WHAT TO DO — Copy out the listing exactly.

##### MATERIAL SUPPLIED #####

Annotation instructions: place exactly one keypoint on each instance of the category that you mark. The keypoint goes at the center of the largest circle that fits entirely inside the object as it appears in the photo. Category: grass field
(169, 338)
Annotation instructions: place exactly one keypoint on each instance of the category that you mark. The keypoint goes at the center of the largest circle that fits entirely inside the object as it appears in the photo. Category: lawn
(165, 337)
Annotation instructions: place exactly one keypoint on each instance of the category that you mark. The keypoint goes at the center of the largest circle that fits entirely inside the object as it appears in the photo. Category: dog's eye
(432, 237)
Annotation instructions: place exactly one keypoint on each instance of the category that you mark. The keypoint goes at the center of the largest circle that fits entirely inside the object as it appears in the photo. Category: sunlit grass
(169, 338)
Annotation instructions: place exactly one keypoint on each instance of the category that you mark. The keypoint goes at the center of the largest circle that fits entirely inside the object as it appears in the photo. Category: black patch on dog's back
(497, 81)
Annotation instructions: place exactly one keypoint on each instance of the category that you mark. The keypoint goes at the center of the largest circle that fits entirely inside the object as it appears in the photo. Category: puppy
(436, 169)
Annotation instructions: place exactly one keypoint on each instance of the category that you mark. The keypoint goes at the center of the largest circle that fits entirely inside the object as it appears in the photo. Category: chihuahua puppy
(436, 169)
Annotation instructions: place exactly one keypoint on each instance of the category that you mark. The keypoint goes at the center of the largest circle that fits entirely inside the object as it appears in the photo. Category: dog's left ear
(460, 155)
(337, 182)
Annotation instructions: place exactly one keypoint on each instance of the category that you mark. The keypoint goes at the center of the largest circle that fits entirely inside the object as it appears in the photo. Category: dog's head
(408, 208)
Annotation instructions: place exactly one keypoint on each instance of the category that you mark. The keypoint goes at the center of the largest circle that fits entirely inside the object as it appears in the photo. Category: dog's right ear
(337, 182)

#####

EXERCISE ANSWER —
Annotation instructions: place exactly one keypoint on each instance of the category that you mark. The keypoint goes at the center of the largest circle that fits entirely inside the object as it appears in the photo. Category: grass field
(169, 338)
Annotation instructions: place exactly one keypoint on each instance of the category that you mark. The keypoint goes at the center of the largest circle that fits entirely inside the object as it appears in the photo. Category: lawn
(165, 337)
Annotation instructions: place exactly one keypoint on each instance of the category that you mark. The keypoint goes at the center of the largest circle that fits entirely inside the object as it appears in the photo. Category: dog's eye
(432, 237)
Annotation instructions: place exactly one keypoint on each instance of the category that you mark. The keypoint goes at the center of the largest circle that fits entirely inside the object as it appears in the photo. Category: sunlit grass
(169, 338)
Annotation instructions: place exactly one keypoint on each instance of the category that you mark. The keypoint goes at the center of the largest circle that fits entirely inside the object as it appears in the photo. Category: black patch on dog's back
(497, 81)
Annotation instructions: place exactly one keypoint on each instance of the category that you mark. The keypoint goes at the center of the largest circle that fits entirely inside the object as it appears in the photo. Category: puppy
(436, 169)
Annotation instructions: place exactly one keypoint on each instance of the category that you mark. The keypoint goes at the center of the largest circle that fits entirely inside the object as it appears in the photo. Category: chihuahua puppy
(436, 169)
Annotation instructions: place exactly one keypoint on each instance of the category that you mark. The keypoint goes at the center of the largest circle that fits entirely inside the object as it appears in the photo. Category: dog's left ear
(460, 155)
(337, 182)
Annotation instructions: place exactly one keypoint on each instance of the category that you mark. The keypoint goes at the center of the largest circle that fits entirely inside the object as it appears in the photo. Category: dog's head
(408, 208)
Annotation instructions: place exactly one keypoint on each instance of the category that you mark. The keypoint goes at the center of the largest circle that fits entirely inside the object as it appears in the photo. Category: dog's right ear
(337, 182)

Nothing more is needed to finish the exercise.